▶ PFLICHTAUFGABEN:
1) Liste bitte alle als Frage mit „Jemand, der“ oder „Jemand, den“ formulierten Vorschläge auf, die der Text über echte Christen dazu macht, wer ein echter Christ sein könnte.
2) Setze den Text über echte Christen im Anschluss an seinen letzten Satz fort.

▶ SEITENTEXT:

Mit Verlaub, bliebe noch zu definieren, was denn ein ECHTER (wirklicher, wahrer, etc...)Christ ist ?
Jemand, der so handelt, wie angenommener Weise Christus gehandelt hätte?
Jemand, der von sich behauptet an Christus zu glauben?
Jemand, der einer der christlichen Konfessionen angehört?
Jemand, den andere, aus welchen Gründen auch immer, dafür halten?
Fragen über Fragen...

Falls meine Erinnerung nicht völlig trügt schreibt May sinngemäß:

>... ob ich ein wirklicher Christ bin weiß ich nicht, das kann nur Christus beurteilen...<

So oder so ähnlich glaube ich gelesen zu haben, kann nicht sagen in welchem Band, bilde mir aber ein, dass es in Winnetou I (GW) gewesen wäre (?)...

▶ NACHSTEHENDE DATEN:
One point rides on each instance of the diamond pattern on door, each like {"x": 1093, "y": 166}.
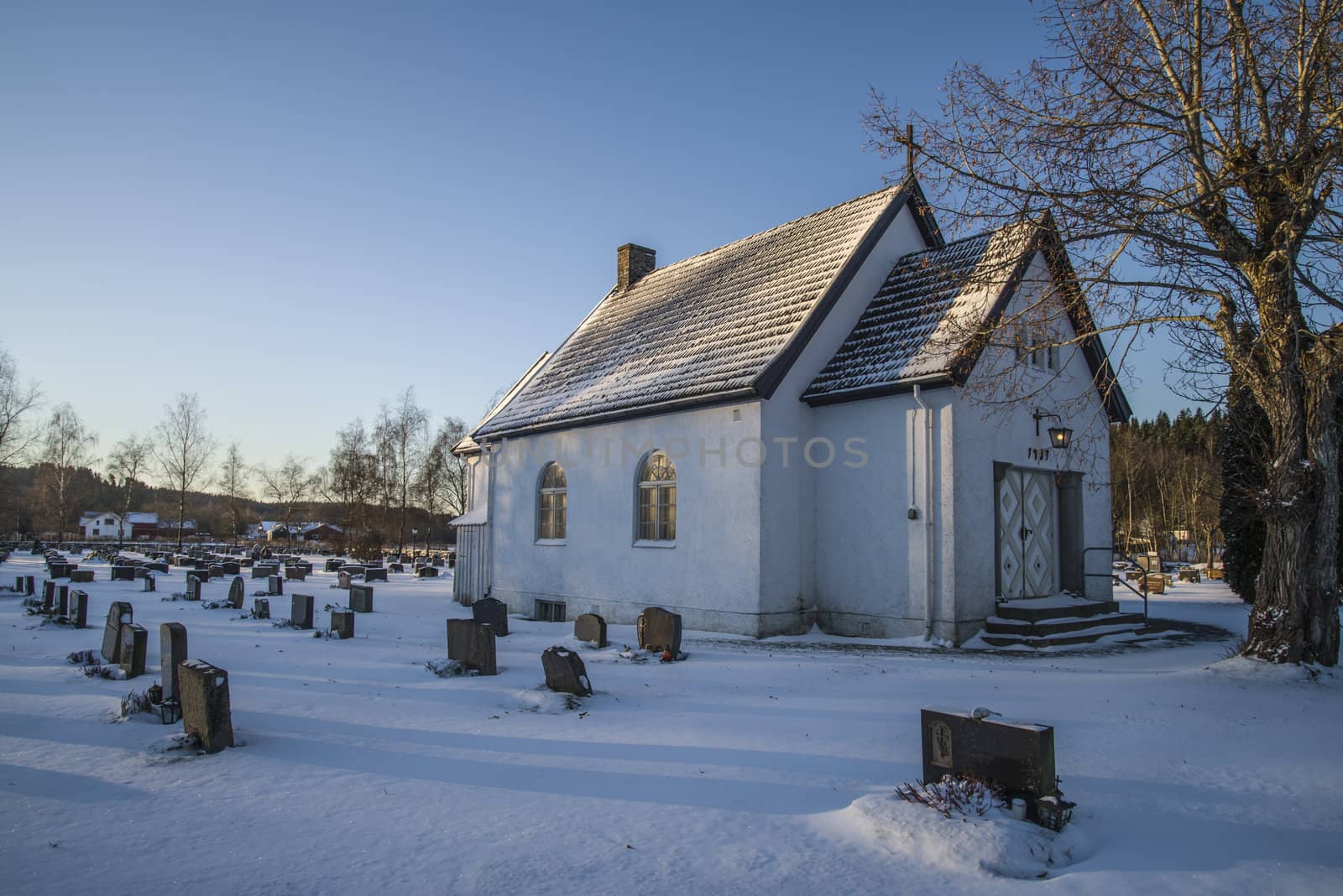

▶ ANTWORTEN NACHEINANDER:
1)
- Jemand, der so handelt, wie angenommener Weise Christus gehandelt hätte?
- Jemand, der von sich behauptet an Christus zu glauben?
- Jemand, der einer der christlichen Konfessionen angehört?
- Jemand, den andere, aus welchen Gründen auch immer, dafür halten?

2)
People may hate you for being different and not living by society’s standards, but deep down they wish they had the courage to do the same. (Kevin Hart)
Zwockel

Re: Leserunde: "Weihnacht!"

Beitrag von Zwockel »

Doro hat geschrieben: Falls meine Erinnerung nicht völlig trügt schreibt May sinngemäß:

>... ob ich ein wirklicher Christ bin weiß ich nicht, das kann nur Christus beurteilen...<
Das kann nur Gott beurteilen und auch Sie werden sich vor dem höchsten Richter zu verantworten haben. Ich hoffe nur, dass Gott dann ihrer Seele gnädig ist.